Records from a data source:
━━━
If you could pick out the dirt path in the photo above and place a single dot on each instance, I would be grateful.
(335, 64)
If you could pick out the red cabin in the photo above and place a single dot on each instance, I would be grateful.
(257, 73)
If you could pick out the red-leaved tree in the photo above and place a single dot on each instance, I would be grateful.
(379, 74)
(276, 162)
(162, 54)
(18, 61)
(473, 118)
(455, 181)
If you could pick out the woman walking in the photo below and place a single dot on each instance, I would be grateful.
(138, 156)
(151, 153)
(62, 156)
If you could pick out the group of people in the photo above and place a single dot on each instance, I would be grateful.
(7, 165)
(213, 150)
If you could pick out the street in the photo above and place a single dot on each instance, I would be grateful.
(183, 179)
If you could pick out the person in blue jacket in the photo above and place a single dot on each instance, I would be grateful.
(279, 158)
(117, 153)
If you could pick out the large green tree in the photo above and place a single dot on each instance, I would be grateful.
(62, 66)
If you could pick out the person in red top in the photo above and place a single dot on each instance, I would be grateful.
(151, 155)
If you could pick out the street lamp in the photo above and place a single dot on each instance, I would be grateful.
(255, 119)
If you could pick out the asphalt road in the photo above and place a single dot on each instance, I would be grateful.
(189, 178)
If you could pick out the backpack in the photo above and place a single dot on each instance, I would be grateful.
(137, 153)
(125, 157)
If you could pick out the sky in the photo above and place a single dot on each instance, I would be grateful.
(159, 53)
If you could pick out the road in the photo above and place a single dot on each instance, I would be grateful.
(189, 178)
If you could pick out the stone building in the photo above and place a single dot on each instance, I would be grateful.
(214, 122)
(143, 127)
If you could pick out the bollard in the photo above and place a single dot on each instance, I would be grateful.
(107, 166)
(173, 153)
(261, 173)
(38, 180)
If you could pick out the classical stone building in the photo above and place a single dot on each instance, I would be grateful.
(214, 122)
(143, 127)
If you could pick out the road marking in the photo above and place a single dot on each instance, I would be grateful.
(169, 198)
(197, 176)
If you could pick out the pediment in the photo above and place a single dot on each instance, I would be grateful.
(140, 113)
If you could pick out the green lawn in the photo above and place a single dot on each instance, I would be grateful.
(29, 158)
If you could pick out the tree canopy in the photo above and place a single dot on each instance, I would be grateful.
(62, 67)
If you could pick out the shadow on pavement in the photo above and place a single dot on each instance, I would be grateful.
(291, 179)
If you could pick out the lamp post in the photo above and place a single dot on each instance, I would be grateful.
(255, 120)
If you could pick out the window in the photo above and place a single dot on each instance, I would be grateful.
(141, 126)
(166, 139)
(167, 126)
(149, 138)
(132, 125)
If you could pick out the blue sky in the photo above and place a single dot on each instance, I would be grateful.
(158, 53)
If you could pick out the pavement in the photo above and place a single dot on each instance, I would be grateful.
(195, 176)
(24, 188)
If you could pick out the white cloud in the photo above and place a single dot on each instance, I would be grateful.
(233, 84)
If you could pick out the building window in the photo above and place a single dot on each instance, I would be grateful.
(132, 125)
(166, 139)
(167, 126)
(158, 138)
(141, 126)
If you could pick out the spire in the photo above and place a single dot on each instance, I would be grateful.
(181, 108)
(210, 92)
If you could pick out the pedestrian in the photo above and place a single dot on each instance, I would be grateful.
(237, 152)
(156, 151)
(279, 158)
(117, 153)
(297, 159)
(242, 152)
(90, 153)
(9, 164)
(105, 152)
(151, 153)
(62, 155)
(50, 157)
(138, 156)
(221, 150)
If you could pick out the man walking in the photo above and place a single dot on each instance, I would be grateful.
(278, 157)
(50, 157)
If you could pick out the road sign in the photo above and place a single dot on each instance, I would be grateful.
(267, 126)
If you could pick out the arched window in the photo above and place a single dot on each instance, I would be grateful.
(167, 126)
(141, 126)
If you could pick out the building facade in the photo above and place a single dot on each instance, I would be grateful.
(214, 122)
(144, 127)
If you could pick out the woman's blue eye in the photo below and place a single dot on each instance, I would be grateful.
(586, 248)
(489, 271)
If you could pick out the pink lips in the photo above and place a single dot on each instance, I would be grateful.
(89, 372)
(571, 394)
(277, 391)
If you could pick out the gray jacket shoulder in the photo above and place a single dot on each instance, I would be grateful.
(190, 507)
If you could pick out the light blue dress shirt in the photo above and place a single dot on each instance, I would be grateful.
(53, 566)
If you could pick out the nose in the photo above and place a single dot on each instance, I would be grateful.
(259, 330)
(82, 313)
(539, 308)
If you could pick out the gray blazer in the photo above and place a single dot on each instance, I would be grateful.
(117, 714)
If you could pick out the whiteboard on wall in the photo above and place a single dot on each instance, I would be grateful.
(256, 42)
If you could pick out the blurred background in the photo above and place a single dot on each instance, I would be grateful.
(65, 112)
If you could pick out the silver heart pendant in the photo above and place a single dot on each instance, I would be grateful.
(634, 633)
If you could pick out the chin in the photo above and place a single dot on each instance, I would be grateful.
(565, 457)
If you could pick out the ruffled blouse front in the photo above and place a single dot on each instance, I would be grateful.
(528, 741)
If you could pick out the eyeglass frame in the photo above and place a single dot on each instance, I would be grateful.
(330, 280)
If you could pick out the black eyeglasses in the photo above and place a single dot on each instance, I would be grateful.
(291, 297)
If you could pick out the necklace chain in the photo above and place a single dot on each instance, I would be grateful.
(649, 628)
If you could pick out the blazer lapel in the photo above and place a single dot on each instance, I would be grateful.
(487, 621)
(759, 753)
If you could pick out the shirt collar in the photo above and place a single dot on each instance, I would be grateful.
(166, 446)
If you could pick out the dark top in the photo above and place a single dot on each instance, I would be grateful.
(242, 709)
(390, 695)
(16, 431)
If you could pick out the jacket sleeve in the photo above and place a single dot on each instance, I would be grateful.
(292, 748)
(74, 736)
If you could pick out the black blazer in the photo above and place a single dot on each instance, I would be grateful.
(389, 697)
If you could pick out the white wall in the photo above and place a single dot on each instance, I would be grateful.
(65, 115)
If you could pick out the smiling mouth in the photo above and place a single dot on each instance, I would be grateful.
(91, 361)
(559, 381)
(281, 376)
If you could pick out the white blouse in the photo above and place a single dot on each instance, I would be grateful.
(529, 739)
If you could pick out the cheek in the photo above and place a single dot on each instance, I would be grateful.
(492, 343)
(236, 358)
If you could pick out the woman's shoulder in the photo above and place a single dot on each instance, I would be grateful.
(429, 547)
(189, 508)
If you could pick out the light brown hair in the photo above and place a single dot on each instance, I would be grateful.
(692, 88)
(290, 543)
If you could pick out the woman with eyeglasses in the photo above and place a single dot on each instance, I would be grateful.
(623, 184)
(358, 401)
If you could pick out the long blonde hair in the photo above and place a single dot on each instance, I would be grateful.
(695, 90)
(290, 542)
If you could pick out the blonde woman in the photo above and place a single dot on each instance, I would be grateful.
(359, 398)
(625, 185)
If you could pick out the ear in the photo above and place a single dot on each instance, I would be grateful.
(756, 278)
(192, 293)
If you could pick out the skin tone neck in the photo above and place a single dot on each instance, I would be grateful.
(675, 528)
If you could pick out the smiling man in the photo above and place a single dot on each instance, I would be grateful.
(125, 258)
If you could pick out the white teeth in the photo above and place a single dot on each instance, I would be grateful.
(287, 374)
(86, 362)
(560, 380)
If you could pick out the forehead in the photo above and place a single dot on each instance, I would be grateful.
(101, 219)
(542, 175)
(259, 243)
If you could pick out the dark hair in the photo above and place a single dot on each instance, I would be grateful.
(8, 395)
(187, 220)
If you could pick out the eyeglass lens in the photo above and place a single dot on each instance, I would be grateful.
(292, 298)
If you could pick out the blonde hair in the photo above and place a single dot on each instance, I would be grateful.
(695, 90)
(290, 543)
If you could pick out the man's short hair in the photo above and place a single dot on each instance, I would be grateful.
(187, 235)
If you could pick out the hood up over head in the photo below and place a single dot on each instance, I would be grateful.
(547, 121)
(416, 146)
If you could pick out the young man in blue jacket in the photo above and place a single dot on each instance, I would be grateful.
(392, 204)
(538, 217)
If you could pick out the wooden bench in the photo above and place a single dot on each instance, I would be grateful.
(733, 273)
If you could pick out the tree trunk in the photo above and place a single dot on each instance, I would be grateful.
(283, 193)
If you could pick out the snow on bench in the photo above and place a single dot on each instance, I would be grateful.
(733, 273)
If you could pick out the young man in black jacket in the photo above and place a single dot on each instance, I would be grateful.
━━━
→ ASSIGNMENT
Nothing but the lines from the one that contains "If you could pick out the wooden" through the end of the data above should appear, each reproduced exactly.

→ WRITTEN SOLUTION
If you could pick out the wooden bench in the photo above and place a single dot on each instance, I would be grateful.
(733, 273)
If you could pick out the tree trunk in the photo above and place a single dot on each instance, I would be grateful.
(283, 193)
If you could pick out the snow on bench in the photo above and place a single dot on each instance, I would be grateful.
(733, 273)
If you could pick out the young man in black jacket in the photo above and place a single dot on each instance, I would be grateful.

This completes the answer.